BEGIN DATA SUPPLIED

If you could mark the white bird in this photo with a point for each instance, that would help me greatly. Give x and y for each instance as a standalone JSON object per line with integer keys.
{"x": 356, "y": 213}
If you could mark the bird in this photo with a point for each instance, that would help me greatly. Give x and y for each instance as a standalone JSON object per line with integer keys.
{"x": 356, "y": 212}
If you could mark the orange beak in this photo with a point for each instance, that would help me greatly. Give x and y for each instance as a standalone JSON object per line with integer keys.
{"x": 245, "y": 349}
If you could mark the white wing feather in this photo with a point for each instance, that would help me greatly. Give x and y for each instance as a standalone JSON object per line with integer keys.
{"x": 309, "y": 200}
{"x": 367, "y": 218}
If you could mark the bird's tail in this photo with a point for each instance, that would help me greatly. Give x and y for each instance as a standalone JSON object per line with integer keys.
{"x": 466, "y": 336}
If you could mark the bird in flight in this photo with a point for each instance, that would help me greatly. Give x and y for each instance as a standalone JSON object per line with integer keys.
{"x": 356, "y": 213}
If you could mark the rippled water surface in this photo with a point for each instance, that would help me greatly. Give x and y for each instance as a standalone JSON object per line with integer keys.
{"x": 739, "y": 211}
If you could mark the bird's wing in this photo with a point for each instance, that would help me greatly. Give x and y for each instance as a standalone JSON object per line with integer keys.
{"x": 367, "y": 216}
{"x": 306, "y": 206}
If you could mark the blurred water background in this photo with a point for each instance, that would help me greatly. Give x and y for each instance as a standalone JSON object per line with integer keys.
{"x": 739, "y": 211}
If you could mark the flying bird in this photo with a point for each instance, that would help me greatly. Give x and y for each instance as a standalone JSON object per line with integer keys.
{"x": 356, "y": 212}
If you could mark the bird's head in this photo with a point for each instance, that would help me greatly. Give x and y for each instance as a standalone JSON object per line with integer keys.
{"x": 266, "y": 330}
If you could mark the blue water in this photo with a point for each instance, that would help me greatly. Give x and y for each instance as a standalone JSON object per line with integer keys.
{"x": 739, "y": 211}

END DATA SUPPLIED

## EXERCISE DIRECTIONS
Write out the data exactly as it stands.

## TASK RESPONSE
If you could mark the white bird in this photo with a point for each instance, that would help me greatly. Give x and y for each instance as a standalone JSON object per line with integer keys.
{"x": 356, "y": 213}
If you could mark the bird in this photo with a point for each instance, that would help me greatly. Give x and y for each instance as a standalone JSON object per line with integer keys.
{"x": 356, "y": 212}
If you could mark the orange beak in this photo with a point for each instance, that would help me greatly. Give x and y for each instance as a standalone JSON object per line with integer keys.
{"x": 245, "y": 349}
If you could mark the white wing feather in this photo with a point for each instance, that would help me greatly. Give x and y for each instance as a standalone JSON object per line with integer keys.
{"x": 309, "y": 200}
{"x": 367, "y": 218}
If you could mark the bird's tail in this photo with a point for each instance, that would help me greatly. Give x and y for each instance as a standalone JSON object per line with integer keys.
{"x": 466, "y": 336}
If you could mark the bird in flight in this photo with a point for each instance, that would help me greatly. Give x and y for each instance as a standalone JSON object per line with integer keys.
{"x": 356, "y": 213}
If you could mark the rippled water surface in this photo with a point for each instance, that would help me greatly. Give x and y for each instance as a standalone JSON object per line with integer keys.
{"x": 739, "y": 211}
If you could mark the bird's wing in this photo with a point for each instance, that would help me greatly. Give x and y for each instance as a standalone JSON object per line with integer keys.
{"x": 367, "y": 216}
{"x": 306, "y": 206}
If you could mark the blurred water background in this photo with a point for each instance, that would help me greatly. Give x and y for each instance as a standalone JSON object per line with integer keys.
{"x": 739, "y": 211}
If you could mark the flying bird in this photo with a point for each instance, that would help me greatly. Give x and y for each instance as a standalone JSON object per line with integer keys.
{"x": 356, "y": 212}
If you could mark the bird's head in this photo with a point for each instance, that would help me greatly. Give x and y for each instance as a standalone JSON object per line with integer keys.
{"x": 266, "y": 330}
If you could mark the blue water in this photo with a point for each instance, that would help me greatly. Give x and y for each instance as a standalone JSON object per line with integer keys.
{"x": 739, "y": 211}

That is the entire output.